== Your task ==
Print the first line of the records below and every line after it, up to and including the line with "column 287, row 69". Print nothing else.

Stored data entries:

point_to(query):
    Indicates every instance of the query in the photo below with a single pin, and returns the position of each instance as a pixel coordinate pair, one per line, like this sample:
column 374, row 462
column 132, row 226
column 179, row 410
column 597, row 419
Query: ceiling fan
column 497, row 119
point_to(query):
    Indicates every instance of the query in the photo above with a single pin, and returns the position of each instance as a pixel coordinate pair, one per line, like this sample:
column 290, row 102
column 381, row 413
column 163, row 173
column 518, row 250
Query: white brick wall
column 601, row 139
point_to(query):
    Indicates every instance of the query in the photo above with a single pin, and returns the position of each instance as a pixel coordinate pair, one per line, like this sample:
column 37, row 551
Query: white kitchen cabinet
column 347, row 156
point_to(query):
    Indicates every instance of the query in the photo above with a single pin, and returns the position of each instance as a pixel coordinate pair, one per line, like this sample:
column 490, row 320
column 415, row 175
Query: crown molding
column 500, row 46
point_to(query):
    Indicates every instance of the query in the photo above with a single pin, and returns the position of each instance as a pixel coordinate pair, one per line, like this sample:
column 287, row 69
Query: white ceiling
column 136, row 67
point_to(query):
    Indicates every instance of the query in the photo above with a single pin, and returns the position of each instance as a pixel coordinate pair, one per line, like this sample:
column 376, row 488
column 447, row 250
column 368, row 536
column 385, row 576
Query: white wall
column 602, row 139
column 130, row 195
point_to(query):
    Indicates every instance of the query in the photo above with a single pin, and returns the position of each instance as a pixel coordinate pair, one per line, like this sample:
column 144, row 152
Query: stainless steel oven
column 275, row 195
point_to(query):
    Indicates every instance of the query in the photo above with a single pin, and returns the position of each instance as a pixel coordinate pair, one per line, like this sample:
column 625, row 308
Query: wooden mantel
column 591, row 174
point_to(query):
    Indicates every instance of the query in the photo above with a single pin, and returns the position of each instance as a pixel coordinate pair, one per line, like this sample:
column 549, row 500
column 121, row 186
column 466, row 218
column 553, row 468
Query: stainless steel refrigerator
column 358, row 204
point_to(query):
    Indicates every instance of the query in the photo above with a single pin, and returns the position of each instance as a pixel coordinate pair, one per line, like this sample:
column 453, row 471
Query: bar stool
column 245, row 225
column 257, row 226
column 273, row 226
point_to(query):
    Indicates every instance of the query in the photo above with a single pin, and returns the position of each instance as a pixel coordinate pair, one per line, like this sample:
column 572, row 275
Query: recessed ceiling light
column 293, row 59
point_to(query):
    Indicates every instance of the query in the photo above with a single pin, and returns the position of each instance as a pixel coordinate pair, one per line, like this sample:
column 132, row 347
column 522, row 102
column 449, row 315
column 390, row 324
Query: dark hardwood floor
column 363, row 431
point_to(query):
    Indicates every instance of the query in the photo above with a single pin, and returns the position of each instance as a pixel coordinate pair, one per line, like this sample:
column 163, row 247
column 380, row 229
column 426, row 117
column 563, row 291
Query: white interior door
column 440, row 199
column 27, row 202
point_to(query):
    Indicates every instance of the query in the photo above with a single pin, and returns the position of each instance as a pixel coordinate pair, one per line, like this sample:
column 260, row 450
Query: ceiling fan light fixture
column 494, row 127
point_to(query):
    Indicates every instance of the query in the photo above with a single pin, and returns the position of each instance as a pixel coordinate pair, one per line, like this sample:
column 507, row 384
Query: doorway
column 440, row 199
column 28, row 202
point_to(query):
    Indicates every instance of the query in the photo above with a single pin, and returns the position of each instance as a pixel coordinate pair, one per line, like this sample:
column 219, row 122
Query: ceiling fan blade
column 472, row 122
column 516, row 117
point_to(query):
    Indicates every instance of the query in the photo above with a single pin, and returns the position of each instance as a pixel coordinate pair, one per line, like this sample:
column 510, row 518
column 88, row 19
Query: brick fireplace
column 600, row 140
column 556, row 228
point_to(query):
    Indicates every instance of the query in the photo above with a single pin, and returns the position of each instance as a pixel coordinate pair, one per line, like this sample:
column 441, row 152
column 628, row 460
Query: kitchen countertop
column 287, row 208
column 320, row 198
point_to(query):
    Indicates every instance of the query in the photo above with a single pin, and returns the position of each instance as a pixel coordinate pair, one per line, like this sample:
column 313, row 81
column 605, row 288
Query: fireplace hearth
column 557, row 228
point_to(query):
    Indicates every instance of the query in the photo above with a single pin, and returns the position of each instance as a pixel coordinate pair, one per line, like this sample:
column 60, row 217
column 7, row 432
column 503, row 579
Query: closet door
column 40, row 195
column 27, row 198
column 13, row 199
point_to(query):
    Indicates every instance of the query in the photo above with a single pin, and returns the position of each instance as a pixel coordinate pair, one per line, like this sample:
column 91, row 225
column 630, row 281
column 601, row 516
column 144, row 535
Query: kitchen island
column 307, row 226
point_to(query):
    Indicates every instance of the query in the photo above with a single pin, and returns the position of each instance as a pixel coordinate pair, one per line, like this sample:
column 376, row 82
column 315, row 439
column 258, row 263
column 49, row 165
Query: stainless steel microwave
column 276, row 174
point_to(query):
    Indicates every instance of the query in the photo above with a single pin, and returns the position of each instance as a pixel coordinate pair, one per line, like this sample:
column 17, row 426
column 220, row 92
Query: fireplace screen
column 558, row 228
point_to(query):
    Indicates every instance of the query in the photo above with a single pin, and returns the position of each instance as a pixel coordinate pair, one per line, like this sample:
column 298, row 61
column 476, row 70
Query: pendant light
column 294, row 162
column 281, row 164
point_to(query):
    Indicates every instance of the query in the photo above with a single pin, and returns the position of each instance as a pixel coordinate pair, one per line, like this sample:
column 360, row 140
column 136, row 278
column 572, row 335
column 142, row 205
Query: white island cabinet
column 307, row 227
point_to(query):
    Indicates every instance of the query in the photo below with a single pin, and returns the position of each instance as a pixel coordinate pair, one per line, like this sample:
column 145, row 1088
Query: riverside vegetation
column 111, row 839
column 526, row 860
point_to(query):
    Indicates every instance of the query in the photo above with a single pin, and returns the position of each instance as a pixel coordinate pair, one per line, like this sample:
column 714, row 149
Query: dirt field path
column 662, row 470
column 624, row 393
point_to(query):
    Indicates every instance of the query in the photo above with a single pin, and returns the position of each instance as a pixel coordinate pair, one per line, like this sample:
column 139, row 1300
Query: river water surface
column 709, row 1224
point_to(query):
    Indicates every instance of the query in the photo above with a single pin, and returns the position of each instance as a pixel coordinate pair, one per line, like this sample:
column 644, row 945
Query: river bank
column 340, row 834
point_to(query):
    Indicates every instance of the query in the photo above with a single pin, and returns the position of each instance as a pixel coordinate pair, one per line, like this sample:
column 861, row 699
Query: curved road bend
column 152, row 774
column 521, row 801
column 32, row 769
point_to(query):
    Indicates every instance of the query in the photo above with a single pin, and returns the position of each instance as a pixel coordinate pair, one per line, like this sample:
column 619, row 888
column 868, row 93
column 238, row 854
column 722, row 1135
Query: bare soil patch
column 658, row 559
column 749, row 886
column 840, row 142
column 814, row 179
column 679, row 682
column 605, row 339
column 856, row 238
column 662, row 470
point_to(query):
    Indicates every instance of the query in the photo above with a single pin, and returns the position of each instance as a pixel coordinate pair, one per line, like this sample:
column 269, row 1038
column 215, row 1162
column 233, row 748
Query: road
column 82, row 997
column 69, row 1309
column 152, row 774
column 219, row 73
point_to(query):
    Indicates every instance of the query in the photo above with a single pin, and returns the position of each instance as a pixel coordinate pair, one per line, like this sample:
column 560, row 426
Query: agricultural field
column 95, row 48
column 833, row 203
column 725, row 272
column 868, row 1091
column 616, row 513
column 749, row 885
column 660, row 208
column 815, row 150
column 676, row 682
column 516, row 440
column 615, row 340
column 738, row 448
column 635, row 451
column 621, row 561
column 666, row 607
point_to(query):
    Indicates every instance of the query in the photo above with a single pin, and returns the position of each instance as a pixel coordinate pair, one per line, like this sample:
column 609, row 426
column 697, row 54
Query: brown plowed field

== Result ==
point_to(query):
    Indicates every instance of the query in the photo below with a single pin, and returns the position of each instance as a pixel coordinate pair, one per line, like this sample:
column 374, row 462
column 132, row 226
column 179, row 410
column 597, row 419
Query: ceiling fan
column 497, row 119
point_to(query):
    Indicates every instance of the query in the photo above with a single pin, and returns the position of each instance as a pixel coordinate pair, one per line, like this sample:
column 290, row 102
column 381, row 413
column 163, row 173
column 518, row 250
Query: white brick wall
column 601, row 139
point_to(query):
    Indicates every instance of the query in the photo above with a single pin, and returns the position of each instance as a pixel coordinate pair, one per line, like this sample:
column 37, row 551
Query: white kitchen cabinet
column 347, row 156
point_to(query):
    Indicates every instance of the query in the photo above with a single pin, and returns the position of each instance as a pixel coordinate pair, one per line, like this sample:
column 490, row 320
column 415, row 175
Query: crown molding
column 500, row 46
point_to(query):
    Indicates every instance of the query in the photo above with a single pin, and returns the position of each instance as a pixel coordinate pair, one per line, like this sample:
column 287, row 69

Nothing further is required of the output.